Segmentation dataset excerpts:
◆ ◆ ◆ ◆ ◆

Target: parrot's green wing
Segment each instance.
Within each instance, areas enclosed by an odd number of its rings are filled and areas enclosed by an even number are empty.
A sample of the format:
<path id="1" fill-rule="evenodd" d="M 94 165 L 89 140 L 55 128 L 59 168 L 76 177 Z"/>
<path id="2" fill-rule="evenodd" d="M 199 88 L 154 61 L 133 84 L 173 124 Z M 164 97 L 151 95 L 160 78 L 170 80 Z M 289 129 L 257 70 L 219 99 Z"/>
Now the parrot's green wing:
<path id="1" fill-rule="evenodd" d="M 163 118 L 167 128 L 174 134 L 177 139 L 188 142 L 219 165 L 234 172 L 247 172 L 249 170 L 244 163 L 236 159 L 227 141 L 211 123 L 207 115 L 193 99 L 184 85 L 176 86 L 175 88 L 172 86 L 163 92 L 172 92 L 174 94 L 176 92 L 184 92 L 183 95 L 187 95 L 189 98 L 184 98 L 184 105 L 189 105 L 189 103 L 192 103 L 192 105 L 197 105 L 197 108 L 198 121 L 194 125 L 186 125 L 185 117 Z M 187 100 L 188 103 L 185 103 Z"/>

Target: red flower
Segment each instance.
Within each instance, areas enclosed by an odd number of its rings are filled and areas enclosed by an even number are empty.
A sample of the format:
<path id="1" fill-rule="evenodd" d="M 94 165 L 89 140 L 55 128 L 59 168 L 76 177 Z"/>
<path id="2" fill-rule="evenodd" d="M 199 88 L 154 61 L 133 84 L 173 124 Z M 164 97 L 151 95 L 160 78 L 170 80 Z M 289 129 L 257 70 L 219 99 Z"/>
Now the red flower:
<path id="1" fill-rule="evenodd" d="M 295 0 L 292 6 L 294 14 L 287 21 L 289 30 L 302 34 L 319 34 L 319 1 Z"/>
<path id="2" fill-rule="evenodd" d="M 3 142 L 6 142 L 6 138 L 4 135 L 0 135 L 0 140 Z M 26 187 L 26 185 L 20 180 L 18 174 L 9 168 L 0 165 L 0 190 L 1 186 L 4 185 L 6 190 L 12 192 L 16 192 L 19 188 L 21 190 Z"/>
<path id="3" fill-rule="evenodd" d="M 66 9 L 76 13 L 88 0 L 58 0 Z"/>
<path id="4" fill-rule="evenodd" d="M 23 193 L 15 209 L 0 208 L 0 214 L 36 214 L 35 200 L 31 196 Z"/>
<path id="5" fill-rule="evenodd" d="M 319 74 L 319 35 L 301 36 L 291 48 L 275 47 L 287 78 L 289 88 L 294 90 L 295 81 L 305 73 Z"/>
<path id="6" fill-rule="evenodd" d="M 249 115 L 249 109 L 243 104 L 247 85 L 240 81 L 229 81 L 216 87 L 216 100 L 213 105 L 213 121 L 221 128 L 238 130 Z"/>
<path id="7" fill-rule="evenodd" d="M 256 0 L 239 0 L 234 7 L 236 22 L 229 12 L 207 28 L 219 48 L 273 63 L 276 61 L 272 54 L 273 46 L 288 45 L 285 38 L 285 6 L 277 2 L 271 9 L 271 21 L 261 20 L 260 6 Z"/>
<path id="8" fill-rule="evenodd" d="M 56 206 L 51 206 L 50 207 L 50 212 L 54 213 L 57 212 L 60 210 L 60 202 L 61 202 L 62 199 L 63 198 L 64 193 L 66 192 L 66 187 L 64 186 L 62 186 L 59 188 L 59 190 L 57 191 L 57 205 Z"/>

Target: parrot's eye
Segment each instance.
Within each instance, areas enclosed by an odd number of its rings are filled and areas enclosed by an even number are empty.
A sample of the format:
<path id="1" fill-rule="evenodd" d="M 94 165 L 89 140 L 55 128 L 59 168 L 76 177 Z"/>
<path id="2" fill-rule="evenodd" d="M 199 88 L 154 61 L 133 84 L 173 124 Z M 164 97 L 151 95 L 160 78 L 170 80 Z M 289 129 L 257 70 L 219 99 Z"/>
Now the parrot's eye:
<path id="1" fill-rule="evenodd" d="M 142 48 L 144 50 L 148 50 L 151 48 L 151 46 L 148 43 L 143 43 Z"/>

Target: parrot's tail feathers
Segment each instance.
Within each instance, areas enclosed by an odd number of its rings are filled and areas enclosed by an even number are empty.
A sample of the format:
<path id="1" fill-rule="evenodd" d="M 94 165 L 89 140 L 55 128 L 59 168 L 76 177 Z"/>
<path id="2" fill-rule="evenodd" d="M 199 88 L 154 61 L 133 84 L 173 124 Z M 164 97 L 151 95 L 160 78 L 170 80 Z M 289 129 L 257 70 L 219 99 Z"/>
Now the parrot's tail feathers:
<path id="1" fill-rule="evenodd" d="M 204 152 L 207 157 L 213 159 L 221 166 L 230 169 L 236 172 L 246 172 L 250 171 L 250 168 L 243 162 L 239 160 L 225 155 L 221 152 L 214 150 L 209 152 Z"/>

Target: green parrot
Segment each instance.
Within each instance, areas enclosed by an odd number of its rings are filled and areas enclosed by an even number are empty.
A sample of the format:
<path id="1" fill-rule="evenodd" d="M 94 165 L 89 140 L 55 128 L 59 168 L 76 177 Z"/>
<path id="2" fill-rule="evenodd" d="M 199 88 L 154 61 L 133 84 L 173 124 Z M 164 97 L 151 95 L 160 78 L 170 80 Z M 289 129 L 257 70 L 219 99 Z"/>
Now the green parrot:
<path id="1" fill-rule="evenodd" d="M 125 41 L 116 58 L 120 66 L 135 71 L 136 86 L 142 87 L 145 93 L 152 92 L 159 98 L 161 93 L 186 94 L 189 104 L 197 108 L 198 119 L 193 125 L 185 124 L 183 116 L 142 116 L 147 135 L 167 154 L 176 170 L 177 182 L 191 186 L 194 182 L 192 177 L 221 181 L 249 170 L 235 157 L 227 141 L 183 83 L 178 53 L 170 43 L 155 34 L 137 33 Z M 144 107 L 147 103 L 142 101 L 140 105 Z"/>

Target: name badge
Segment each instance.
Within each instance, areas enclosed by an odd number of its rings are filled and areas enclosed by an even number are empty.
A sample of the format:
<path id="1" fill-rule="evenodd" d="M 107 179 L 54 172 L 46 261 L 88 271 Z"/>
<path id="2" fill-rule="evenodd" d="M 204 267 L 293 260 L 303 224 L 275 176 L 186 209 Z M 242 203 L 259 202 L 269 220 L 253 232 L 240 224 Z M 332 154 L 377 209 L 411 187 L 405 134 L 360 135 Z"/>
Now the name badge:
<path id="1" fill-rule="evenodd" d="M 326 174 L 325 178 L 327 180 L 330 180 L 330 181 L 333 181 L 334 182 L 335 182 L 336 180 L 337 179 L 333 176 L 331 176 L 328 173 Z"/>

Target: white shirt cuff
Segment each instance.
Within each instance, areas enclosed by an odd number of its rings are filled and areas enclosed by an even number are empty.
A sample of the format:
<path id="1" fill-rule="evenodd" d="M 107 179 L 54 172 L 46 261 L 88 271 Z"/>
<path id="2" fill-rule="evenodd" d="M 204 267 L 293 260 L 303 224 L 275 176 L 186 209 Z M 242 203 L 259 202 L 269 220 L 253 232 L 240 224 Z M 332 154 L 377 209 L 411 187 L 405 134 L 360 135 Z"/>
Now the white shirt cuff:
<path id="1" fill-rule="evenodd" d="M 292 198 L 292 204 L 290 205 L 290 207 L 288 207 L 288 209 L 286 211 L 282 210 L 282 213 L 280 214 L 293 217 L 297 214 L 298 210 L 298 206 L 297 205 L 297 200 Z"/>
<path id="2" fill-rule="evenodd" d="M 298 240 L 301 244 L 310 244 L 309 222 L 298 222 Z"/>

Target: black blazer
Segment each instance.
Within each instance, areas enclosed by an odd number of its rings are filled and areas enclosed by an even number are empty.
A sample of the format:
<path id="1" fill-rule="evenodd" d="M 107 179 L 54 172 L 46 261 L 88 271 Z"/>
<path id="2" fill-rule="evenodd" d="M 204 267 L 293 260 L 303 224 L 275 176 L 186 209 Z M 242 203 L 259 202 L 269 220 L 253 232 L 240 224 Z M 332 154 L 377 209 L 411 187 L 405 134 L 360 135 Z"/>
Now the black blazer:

◆ ◆ ◆ ◆ ◆

**STATED TASK**
Arrange the lines from the line with "Target: white shirt cuff" up to and including the line with "298 240 L 301" as a two-column CSV with the columns instruction and response, one row for each request with its answer. Quote every field and turn its line breaks into spaces.

**CORRECT RESPONSE**
instruction,response
"Target: white shirt cuff Segment each instance. Within each instance, areas enclosed by an odd number of its rings are filled and areas enclosed by an even number are empty. A sample of the format: <path id=""1"" fill-rule=""evenodd"" d=""M 107 179 L 54 172 L 46 261 L 88 271 Z""/> <path id=""2"" fill-rule=""evenodd"" d=""M 204 267 L 293 260 L 303 224 L 275 176 L 186 209 Z M 242 203 L 259 202 L 269 220 L 253 232 L 240 224 Z M 332 154 L 377 209 L 411 187 L 405 134 L 360 135 Z""/> Now the white shirt cuff:","<path id=""1"" fill-rule=""evenodd"" d=""M 292 198 L 292 204 L 290 205 L 290 207 L 288 207 L 288 209 L 286 211 L 282 210 L 282 213 L 280 214 L 293 217 L 297 214 L 298 210 L 298 206 L 297 205 L 297 200 Z""/> <path id=""2"" fill-rule=""evenodd"" d=""M 298 240 L 301 244 L 310 244 L 309 222 L 298 222 Z""/>"